_GIVEN REQUEST_
Can you copy the records word for word, from the line containing "One keypoint belongs on each instance. Indicate the blurred" through their final line?

_INFORMATION GIVEN_
>>>

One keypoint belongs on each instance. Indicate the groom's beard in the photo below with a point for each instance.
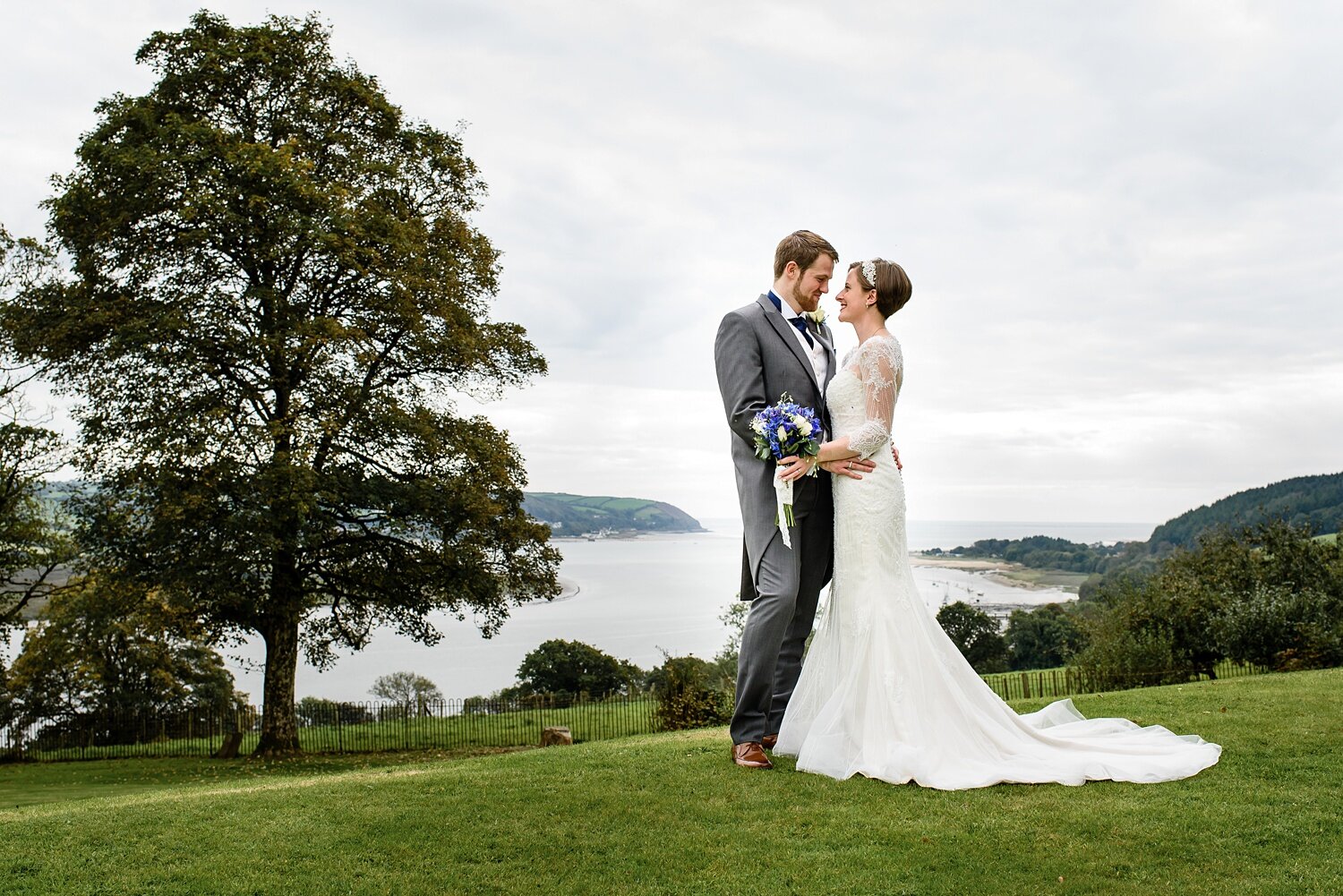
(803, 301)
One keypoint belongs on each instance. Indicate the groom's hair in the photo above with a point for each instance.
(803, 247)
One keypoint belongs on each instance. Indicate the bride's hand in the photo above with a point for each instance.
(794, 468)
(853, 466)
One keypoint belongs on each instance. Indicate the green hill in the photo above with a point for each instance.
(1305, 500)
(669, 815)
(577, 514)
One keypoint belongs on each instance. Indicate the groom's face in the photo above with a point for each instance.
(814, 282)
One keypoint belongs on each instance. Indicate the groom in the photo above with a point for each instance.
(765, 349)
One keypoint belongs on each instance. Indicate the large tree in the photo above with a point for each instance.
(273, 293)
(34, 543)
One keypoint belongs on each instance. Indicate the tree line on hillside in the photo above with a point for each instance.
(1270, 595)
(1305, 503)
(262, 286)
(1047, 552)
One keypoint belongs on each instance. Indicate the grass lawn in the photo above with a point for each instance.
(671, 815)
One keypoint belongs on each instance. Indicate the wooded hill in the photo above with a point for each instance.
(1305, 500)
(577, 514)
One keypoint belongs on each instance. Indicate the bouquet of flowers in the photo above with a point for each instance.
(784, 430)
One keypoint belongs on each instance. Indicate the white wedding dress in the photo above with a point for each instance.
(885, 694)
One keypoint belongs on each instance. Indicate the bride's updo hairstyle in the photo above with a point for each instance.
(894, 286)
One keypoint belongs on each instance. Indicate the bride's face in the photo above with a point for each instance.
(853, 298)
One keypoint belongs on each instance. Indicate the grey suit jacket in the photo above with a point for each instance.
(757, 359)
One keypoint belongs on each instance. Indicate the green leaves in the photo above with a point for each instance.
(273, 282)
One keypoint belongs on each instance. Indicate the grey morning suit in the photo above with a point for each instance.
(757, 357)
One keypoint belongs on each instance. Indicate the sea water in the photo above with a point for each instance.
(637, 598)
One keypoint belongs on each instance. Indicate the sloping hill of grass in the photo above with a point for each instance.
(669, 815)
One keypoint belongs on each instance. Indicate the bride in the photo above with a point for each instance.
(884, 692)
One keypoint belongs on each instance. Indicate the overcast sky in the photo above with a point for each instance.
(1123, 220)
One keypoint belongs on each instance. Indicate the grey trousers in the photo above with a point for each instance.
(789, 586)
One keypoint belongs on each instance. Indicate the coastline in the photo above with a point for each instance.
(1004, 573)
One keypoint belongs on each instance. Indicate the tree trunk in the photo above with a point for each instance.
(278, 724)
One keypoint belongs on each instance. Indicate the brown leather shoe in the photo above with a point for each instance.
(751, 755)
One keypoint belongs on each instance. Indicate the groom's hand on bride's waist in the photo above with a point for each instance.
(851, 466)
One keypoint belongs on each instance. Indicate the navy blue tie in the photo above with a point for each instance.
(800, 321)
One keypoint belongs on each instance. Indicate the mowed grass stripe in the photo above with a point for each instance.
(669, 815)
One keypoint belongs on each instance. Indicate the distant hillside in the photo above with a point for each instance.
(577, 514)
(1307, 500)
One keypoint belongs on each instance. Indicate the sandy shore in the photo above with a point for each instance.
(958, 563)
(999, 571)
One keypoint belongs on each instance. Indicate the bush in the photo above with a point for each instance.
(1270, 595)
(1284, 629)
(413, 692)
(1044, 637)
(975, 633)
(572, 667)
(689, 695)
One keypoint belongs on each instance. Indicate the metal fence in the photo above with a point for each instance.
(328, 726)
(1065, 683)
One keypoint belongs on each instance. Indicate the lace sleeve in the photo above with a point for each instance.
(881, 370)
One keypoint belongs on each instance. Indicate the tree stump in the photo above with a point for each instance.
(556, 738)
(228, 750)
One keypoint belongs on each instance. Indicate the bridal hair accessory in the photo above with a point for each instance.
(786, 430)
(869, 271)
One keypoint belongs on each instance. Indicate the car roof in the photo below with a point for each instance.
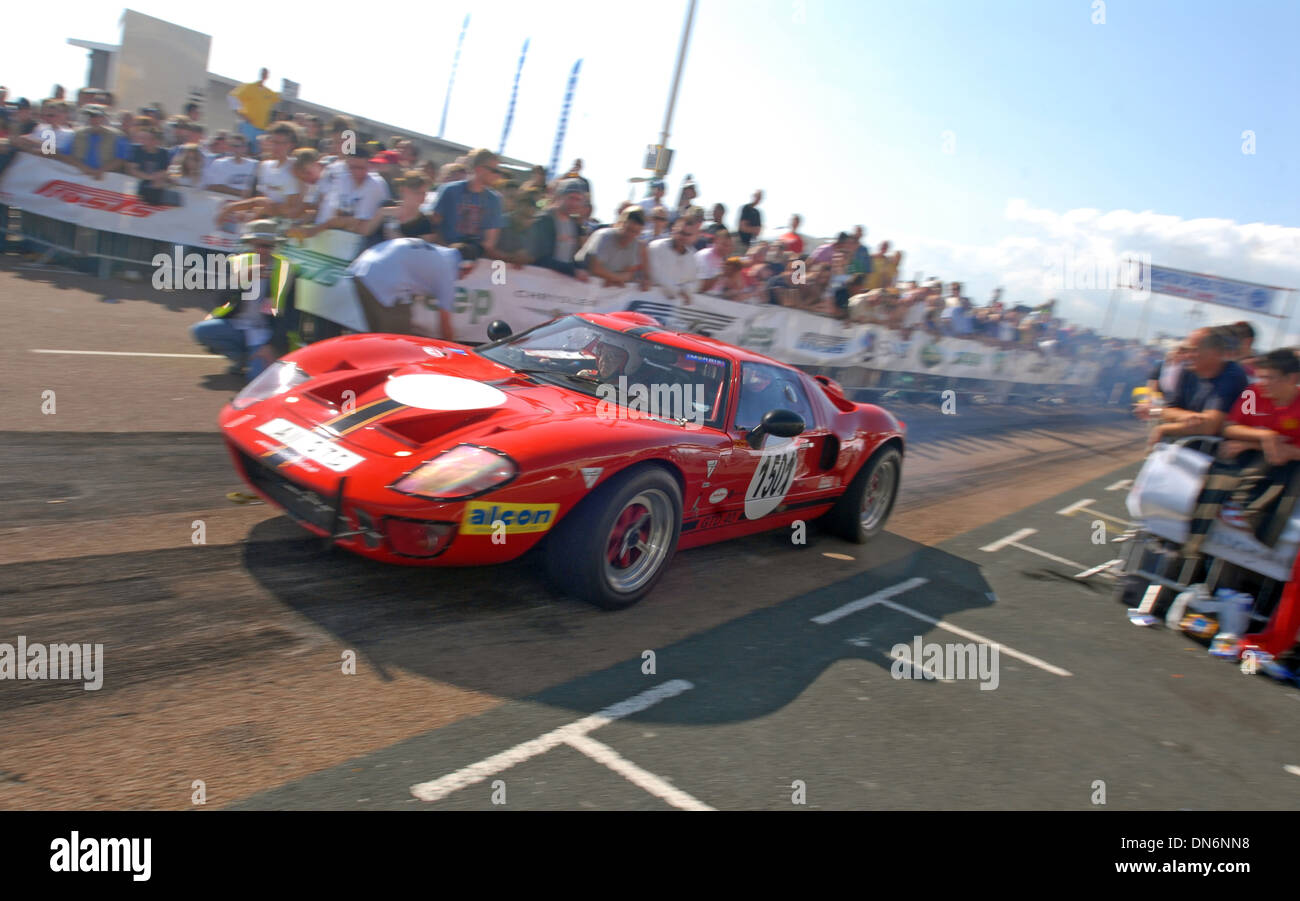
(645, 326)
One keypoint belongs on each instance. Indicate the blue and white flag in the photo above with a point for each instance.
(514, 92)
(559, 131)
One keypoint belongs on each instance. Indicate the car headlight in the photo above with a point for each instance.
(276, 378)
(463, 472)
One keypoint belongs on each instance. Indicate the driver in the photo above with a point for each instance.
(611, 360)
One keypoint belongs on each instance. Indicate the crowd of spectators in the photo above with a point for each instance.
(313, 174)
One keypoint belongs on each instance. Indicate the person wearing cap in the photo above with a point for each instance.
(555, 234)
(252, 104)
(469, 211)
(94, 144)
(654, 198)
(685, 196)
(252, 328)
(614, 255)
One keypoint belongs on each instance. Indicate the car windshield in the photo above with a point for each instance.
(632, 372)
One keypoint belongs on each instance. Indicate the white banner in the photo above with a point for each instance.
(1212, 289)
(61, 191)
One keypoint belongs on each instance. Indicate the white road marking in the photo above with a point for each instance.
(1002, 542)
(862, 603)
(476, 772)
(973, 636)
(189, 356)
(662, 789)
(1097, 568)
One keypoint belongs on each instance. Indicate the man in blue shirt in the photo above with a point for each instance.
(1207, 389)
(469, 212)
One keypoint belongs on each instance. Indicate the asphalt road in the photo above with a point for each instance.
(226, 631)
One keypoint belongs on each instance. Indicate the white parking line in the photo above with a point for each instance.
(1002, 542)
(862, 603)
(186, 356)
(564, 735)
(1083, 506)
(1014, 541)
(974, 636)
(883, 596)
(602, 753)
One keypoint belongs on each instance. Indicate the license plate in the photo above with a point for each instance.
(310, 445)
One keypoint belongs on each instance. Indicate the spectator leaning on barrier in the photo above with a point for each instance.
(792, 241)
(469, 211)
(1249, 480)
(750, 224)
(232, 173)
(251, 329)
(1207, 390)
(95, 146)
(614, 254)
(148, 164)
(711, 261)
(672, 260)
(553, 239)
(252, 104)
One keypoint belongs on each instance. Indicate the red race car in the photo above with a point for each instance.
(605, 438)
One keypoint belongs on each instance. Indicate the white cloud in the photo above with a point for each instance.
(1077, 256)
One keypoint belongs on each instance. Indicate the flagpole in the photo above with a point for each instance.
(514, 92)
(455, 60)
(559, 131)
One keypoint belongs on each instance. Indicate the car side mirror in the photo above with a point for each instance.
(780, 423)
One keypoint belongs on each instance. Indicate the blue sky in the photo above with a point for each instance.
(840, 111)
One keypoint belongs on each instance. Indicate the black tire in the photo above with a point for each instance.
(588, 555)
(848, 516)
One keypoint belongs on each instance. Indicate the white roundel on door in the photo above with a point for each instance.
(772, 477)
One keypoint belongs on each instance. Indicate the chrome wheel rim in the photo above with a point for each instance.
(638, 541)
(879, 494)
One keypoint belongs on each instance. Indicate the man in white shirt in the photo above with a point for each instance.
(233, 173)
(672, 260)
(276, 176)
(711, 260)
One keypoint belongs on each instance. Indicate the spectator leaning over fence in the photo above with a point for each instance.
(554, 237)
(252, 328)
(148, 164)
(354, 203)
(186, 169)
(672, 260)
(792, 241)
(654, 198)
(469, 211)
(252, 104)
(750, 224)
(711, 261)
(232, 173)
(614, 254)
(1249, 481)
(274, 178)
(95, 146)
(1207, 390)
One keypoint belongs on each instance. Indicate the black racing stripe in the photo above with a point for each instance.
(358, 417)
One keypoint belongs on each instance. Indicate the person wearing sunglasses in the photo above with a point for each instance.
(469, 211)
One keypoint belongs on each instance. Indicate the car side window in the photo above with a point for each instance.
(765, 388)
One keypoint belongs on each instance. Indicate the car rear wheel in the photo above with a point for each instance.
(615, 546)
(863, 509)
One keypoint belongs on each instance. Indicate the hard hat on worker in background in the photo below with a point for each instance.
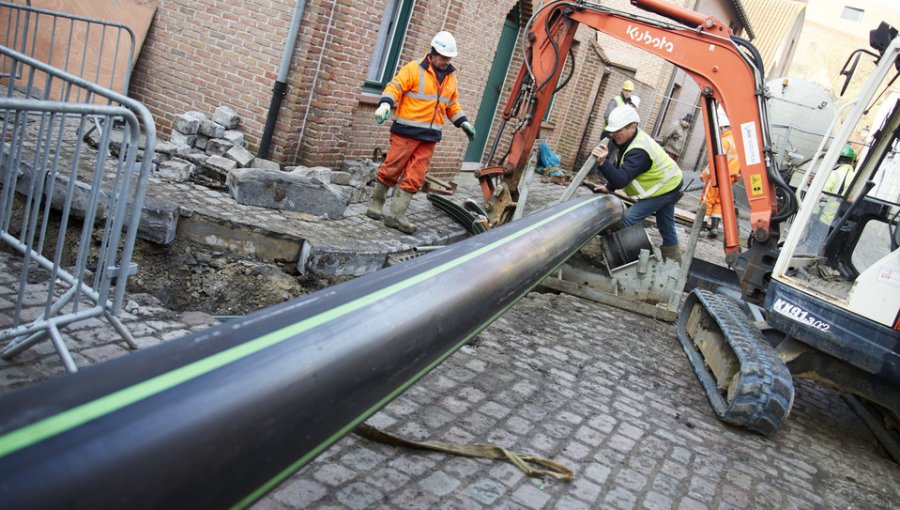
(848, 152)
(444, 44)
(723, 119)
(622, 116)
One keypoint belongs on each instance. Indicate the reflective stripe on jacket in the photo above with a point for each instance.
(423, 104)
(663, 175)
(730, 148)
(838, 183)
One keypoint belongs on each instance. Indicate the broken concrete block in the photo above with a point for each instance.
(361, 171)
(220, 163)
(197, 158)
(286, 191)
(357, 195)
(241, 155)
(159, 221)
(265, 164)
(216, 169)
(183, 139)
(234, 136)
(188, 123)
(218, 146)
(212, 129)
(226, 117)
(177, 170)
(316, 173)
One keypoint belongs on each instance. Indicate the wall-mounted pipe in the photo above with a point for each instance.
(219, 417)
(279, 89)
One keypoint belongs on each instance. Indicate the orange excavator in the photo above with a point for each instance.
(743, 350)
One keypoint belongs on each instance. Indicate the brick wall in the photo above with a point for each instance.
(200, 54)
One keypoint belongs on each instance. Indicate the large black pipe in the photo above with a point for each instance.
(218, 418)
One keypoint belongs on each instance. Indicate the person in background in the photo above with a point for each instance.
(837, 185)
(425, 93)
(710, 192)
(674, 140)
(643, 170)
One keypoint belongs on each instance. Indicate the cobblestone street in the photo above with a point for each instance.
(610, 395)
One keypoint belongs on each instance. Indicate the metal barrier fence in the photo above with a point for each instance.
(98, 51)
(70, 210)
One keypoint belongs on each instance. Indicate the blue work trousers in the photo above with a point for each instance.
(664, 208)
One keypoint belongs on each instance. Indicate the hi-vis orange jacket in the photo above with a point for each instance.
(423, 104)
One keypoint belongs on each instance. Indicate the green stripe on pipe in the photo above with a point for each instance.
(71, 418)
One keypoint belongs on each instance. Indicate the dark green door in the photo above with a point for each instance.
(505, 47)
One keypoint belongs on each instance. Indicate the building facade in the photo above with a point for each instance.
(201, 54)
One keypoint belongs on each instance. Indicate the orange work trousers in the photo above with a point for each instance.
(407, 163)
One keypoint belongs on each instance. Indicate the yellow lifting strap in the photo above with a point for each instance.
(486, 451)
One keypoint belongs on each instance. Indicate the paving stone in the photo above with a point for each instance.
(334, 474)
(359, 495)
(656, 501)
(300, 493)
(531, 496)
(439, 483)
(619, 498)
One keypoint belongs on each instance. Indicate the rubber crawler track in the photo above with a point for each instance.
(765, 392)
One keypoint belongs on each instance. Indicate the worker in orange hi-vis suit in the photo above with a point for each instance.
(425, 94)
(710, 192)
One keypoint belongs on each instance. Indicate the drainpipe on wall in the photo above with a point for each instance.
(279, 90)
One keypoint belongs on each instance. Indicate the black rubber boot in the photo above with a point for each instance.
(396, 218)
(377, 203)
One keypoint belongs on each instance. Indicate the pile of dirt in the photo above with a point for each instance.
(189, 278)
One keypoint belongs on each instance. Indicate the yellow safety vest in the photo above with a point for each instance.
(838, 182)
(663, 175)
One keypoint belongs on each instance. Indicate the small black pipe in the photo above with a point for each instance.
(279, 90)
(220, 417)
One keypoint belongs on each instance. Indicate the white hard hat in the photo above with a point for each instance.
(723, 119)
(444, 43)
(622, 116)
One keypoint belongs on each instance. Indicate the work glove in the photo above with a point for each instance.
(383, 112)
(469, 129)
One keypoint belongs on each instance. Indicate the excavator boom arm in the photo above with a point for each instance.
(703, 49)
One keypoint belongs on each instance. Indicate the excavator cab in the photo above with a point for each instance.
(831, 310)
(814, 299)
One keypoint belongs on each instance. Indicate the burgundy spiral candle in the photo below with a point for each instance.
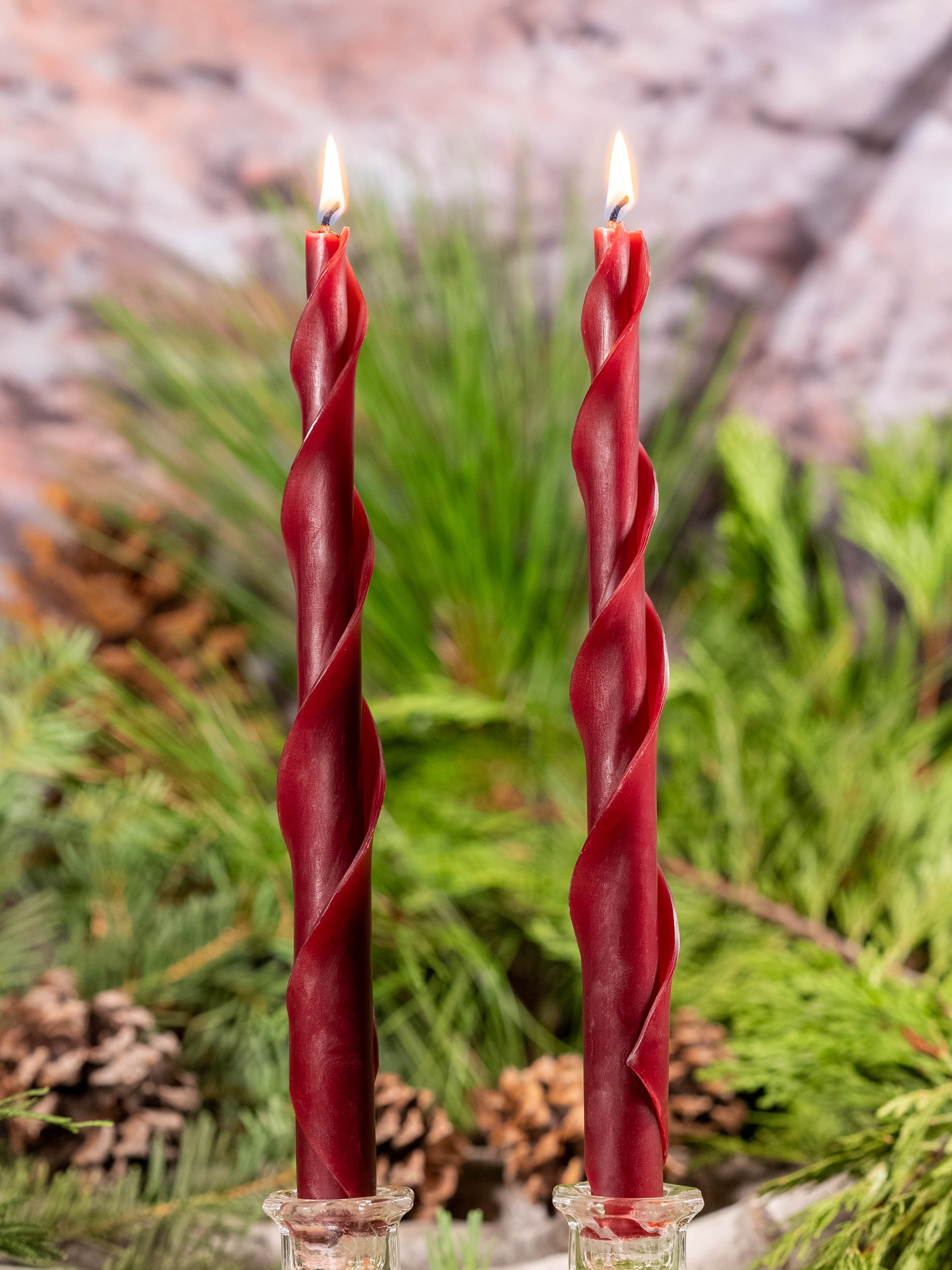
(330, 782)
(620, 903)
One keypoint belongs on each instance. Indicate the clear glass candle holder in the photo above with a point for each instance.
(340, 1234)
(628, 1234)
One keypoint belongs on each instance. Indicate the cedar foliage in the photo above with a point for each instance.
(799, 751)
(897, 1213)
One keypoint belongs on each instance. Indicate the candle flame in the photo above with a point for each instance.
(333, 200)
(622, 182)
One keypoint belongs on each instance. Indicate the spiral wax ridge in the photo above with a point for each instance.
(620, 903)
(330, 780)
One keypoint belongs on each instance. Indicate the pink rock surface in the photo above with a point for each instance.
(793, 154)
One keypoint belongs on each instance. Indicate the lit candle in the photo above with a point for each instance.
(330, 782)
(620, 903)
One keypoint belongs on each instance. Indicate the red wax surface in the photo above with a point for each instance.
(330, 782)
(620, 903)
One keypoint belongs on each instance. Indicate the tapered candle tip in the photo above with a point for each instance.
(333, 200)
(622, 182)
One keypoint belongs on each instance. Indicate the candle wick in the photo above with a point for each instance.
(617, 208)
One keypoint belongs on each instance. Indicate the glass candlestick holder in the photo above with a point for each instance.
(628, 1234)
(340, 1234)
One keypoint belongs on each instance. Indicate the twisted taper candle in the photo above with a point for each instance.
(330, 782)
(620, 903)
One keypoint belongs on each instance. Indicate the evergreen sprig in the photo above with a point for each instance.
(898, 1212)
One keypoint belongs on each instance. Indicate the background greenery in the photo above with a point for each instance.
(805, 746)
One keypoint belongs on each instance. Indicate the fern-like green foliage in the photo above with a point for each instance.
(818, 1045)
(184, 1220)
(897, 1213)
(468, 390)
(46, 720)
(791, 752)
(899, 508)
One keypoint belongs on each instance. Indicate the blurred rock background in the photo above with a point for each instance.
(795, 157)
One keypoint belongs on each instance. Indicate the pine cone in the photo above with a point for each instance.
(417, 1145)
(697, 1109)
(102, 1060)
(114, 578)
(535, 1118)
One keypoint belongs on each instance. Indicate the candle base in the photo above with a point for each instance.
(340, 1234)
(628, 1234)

<<<

_ANSWER FOR THE TASK_
One keypoint belongs on each instance. Indicate the blurred rock background in the photo above with a point for each instance.
(795, 157)
One keypoint belongs on each instance. Indicate the pine cone in the photo above with a point for each instance.
(417, 1145)
(697, 1109)
(102, 1060)
(114, 578)
(535, 1118)
One keypoint belongs on each instance. Indicate the candle base in the photo above with a point for each instance.
(340, 1234)
(628, 1234)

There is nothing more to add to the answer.